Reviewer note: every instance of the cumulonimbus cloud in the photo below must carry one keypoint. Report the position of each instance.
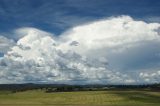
(113, 50)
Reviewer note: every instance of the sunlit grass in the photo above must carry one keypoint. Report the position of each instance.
(81, 98)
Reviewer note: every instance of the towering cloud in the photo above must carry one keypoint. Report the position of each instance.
(114, 50)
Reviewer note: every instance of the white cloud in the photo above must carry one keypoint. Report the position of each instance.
(5, 44)
(106, 51)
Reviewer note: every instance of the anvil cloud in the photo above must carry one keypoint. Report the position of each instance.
(116, 50)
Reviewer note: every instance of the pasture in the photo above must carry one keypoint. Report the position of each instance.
(80, 98)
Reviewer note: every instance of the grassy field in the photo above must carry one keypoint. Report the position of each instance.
(80, 98)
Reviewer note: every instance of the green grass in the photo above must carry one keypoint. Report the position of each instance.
(81, 98)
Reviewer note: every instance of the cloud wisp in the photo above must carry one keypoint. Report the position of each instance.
(116, 50)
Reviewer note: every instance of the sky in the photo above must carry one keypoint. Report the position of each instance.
(80, 41)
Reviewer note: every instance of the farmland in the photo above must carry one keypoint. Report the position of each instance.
(81, 98)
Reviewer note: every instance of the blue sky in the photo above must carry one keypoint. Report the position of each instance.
(80, 41)
(59, 15)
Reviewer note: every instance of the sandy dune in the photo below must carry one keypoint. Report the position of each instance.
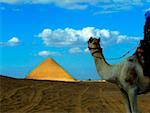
(35, 96)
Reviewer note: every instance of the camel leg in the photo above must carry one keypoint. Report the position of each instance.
(132, 94)
(126, 100)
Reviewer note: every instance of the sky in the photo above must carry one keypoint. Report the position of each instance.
(33, 30)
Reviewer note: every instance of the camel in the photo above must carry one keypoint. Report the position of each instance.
(127, 75)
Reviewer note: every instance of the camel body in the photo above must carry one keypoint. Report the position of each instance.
(127, 75)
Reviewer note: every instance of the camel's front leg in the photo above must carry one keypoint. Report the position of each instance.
(132, 94)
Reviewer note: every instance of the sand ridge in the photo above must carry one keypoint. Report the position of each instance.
(36, 96)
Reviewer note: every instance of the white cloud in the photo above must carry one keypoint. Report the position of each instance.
(106, 5)
(148, 9)
(69, 36)
(75, 50)
(86, 50)
(11, 42)
(48, 53)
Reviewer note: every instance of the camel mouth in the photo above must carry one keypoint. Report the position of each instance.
(90, 40)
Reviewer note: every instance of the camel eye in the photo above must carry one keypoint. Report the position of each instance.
(94, 43)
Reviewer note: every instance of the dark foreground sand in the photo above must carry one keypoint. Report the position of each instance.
(35, 96)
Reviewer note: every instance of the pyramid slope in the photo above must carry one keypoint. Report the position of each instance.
(49, 70)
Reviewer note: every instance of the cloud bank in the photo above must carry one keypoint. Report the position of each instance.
(70, 36)
(105, 6)
(11, 42)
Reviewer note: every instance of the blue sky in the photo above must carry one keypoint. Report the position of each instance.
(32, 30)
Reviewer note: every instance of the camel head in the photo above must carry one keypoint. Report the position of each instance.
(94, 45)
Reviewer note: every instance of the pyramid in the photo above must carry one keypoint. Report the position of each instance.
(49, 70)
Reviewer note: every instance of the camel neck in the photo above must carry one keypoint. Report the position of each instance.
(102, 67)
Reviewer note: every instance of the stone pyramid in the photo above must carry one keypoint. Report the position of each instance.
(49, 70)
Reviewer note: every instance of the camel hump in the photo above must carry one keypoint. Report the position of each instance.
(143, 51)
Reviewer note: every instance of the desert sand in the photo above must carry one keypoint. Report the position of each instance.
(38, 96)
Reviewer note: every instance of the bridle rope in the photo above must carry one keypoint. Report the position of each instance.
(100, 50)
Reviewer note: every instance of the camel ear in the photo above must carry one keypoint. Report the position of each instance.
(99, 39)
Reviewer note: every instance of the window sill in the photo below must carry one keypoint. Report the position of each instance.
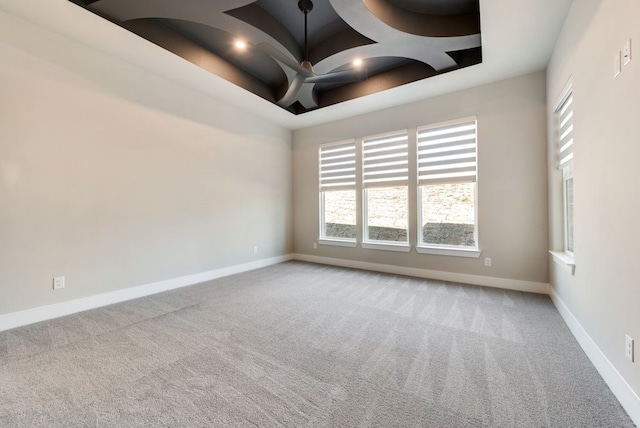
(455, 252)
(387, 246)
(564, 260)
(338, 242)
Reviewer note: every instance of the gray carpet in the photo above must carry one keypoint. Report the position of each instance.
(299, 344)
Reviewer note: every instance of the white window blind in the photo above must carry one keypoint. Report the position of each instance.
(338, 166)
(565, 131)
(385, 160)
(447, 153)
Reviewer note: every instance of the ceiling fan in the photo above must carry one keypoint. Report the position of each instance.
(304, 70)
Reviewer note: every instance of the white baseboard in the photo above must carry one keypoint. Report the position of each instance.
(620, 388)
(43, 313)
(487, 281)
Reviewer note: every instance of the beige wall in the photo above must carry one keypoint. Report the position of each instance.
(512, 195)
(604, 294)
(114, 177)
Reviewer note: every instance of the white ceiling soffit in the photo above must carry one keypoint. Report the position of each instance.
(518, 37)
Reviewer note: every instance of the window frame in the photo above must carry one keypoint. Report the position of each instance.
(374, 244)
(322, 237)
(442, 249)
(564, 161)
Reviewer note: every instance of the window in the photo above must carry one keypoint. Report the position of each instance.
(366, 195)
(338, 192)
(564, 116)
(447, 173)
(385, 169)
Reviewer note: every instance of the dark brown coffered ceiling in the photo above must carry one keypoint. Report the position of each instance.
(399, 41)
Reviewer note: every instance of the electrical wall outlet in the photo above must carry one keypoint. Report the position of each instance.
(58, 282)
(628, 347)
(626, 52)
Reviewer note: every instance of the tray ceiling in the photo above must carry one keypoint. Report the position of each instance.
(398, 41)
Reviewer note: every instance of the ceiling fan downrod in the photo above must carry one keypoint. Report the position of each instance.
(305, 7)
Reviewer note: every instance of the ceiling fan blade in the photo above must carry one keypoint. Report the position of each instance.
(292, 93)
(284, 59)
(345, 76)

PROBLEM TO SOLVE:
Extract, verbatim, the lines from the one containing "Reviewer note: every instance of the white window" through the last line of the listing above.

EXPECTED OUTPUT:
Reviewer note: every instance of the white window blind in the photo above must carry one keypoint. Report the position of each instance.
(338, 166)
(565, 131)
(385, 160)
(447, 153)
Reviewer note: every instance of the ceiling fan in the photo above must carry one keypoint. Report the position of each instance.
(304, 70)
Reviewer note: every instance of the white baseboard in the photo above must carry one keypoint. Report the position of each instance.
(620, 388)
(43, 313)
(487, 281)
Reviewer note: every instance of the beige wall in the photo above must carry one keypoint. Report the position of each instance.
(512, 195)
(604, 294)
(114, 177)
Reviewer note: every instance of the white ceiling soffit in the photo above must carry one keypoint. Report the position of each instance.
(518, 37)
Reviewer note: every instance of the window frame in the photo above must carry one keypoint. Report the position of each instance.
(374, 244)
(322, 237)
(442, 249)
(564, 161)
Reviewer note: every instance of the window in the photo above must carry one keypoint. Report the position of each instance.
(366, 195)
(338, 192)
(564, 116)
(447, 173)
(385, 169)
Reviewer note: every instance of the dark brown coffered ceiling in the photo above must carry one keypoint. Report the position of each instance.
(399, 41)
Reviewer note: every instance of the electrical wall outlet in the photo above must carry one keypoint. Report the position of each instance.
(58, 282)
(628, 347)
(626, 52)
Reviewer note: every instance of the tray ceiling in the photo above must carry one keypoint. Report the position of each instance.
(398, 41)
Reviewer note: every instance of the ceiling fan downrod in the photo above must carry one keypoint. Report the position of each instance.
(305, 7)
Reviewer note: every instance of the ceiling fan blade in the photo above must carry one keypoint. Report the position of each instance.
(292, 93)
(284, 59)
(345, 76)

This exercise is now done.